Image point annotation items
○ ○ ○

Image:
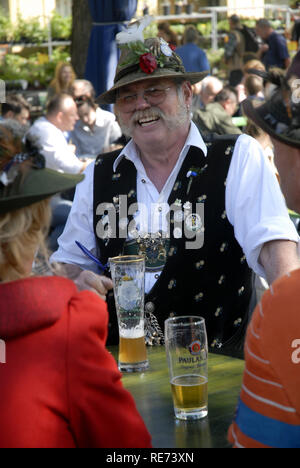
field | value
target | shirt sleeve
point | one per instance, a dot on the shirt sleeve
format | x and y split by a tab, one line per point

○ ○ ○

PROMPT:
Repeat every line of the items above word for word, omitting the pictures.

RESULT OF THIS TASK:
Image:
field | value
target | shirt sleeve
point | one per instance, a dot on the shirt sleeve
format | x and y split by a tab, one line per point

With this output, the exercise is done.